** begin RECORDED INFORMATION **

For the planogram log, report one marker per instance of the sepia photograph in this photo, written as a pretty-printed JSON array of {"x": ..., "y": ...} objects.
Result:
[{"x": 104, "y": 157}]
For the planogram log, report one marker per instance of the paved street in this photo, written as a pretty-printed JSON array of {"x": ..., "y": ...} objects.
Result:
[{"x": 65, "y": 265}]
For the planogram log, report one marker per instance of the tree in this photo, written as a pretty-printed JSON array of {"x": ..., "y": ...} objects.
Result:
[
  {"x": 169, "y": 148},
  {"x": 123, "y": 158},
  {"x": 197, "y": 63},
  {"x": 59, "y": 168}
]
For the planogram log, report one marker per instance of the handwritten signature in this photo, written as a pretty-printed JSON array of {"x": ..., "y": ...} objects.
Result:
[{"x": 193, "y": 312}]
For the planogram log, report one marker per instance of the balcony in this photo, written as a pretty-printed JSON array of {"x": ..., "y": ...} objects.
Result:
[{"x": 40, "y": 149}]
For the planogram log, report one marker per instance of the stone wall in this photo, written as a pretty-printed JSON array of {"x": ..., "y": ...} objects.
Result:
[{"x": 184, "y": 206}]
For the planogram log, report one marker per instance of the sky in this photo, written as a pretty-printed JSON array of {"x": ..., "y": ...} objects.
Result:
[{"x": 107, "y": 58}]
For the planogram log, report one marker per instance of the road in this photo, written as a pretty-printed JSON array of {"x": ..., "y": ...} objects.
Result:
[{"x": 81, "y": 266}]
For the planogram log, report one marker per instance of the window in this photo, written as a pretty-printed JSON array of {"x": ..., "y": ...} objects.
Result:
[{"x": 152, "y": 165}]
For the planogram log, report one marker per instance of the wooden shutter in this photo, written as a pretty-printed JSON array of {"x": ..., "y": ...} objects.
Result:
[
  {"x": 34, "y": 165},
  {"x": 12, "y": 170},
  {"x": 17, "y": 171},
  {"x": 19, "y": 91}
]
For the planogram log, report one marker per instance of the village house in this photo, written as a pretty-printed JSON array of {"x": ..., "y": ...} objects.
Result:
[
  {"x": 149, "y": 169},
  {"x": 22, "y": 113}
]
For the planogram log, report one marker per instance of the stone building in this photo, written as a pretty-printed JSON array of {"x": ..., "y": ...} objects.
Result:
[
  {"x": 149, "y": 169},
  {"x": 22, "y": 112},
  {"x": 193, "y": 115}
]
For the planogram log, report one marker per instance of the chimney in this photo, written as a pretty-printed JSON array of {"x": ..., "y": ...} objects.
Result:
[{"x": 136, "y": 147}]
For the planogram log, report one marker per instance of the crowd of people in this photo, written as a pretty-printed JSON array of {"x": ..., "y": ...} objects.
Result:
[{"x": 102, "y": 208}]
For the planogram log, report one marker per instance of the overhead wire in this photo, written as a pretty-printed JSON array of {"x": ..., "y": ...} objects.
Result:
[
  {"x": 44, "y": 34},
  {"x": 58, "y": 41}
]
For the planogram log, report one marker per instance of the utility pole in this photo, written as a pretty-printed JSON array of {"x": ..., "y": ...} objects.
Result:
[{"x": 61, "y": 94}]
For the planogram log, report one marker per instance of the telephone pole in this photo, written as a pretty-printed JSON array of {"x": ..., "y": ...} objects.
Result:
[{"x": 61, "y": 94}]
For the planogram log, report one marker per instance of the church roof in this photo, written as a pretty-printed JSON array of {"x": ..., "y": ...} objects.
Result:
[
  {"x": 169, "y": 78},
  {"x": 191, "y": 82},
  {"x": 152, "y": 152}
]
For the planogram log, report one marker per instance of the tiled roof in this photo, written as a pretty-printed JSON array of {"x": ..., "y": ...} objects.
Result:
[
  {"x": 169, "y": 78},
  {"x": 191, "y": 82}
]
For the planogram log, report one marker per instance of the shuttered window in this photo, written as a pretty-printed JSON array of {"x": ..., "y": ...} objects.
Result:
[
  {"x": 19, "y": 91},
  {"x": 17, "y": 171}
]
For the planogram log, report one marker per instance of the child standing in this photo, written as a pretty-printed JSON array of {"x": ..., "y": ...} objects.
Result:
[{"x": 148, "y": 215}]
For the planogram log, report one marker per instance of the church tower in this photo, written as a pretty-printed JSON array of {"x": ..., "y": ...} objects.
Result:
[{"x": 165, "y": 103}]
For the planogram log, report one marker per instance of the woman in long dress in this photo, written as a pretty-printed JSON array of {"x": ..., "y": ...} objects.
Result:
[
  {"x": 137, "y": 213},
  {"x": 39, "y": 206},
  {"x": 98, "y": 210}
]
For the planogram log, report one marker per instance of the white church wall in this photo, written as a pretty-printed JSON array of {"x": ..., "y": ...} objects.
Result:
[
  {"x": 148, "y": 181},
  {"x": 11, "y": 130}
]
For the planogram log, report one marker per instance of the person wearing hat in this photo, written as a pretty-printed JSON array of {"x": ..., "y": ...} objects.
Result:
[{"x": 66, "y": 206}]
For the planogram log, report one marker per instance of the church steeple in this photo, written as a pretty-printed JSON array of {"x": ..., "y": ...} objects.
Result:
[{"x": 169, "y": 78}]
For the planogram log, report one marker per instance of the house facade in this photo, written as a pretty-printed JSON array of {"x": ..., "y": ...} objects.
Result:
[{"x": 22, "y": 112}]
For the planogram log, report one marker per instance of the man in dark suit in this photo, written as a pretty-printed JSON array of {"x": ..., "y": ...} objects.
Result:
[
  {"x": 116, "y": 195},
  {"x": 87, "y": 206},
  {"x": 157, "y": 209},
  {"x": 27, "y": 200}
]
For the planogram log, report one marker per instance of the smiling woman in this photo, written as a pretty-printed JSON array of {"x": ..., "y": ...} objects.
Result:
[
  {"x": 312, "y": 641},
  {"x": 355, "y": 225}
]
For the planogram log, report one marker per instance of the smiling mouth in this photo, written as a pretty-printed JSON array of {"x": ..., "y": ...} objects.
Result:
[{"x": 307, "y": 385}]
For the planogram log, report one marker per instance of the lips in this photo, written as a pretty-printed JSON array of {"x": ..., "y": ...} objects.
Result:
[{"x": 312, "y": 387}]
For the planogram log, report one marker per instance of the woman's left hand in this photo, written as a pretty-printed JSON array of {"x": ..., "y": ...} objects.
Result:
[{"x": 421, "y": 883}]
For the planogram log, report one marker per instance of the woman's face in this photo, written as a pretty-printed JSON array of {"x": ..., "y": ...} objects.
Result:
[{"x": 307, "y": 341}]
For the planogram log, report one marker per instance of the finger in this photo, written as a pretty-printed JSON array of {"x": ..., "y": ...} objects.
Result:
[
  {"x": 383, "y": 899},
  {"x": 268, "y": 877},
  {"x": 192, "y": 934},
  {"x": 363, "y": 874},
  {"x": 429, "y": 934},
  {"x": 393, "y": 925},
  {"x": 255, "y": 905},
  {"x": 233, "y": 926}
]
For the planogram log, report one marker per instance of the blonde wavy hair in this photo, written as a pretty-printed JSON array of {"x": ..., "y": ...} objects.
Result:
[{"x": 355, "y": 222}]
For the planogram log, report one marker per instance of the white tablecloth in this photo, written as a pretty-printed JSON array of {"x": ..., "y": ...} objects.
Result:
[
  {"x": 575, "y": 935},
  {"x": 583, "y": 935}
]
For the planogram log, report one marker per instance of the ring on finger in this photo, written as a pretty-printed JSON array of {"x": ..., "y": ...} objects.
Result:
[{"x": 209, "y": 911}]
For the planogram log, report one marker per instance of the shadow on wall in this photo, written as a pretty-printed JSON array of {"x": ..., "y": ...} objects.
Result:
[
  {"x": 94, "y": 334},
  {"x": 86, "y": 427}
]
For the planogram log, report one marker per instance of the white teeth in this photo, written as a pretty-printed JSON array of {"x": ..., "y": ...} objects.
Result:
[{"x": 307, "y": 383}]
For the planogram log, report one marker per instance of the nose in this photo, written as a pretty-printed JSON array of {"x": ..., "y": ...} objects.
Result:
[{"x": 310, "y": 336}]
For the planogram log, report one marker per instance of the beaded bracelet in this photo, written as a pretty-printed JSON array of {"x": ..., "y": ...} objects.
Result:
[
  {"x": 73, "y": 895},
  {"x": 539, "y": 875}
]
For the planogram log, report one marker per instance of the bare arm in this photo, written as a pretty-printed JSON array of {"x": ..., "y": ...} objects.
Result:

** end RECORDED INFORMATION **

INSTRUCTIONS TO FOLLOW: Rewrite the stretch of the records from the line containing "of the shadow" through the end of the records as a Markdown table with two columns, Row and Line text. Number each line in the Row column and leave out any blank lines.

THE ANSWER:
| Row | Line text |
|---|---|
| 1 | For the planogram log, report one marker per instance of the shadow on wall in this photo, written as a pretty-printed JSON array of {"x": ..., "y": ...} objects. |
| 2 | Result: |
| 3 | [ |
| 4 |   {"x": 94, "y": 334}, |
| 5 |   {"x": 86, "y": 427} |
| 6 | ] |
| 7 | For the planogram log, report one marker per instance of the white teeth in this photo, written as a pretty-printed JSON array of {"x": ..., "y": ...} objects. |
| 8 | Result: |
| 9 | [{"x": 307, "y": 383}] |
| 10 | For the planogram log, report one marker per instance of the nose in this photo, written as a pretty-printed JSON array of {"x": ..., "y": ...} objects. |
| 11 | Result: |
| 12 | [{"x": 310, "y": 336}] |
| 13 | For the planogram log, report one marker per instance of the beaded bracelet in this photo, written as a pretty-printed JSON array of {"x": ..., "y": ...} objects. |
| 14 | Result: |
| 15 | [ |
| 16 |   {"x": 73, "y": 895}, |
| 17 |   {"x": 539, "y": 875} |
| 18 | ] |
| 19 | For the planogram log, report one marker per instance of the bare arm in this photo, written as a pretty-printed JSON array of {"x": ..., "y": ...} objects. |
| 20 | Result: |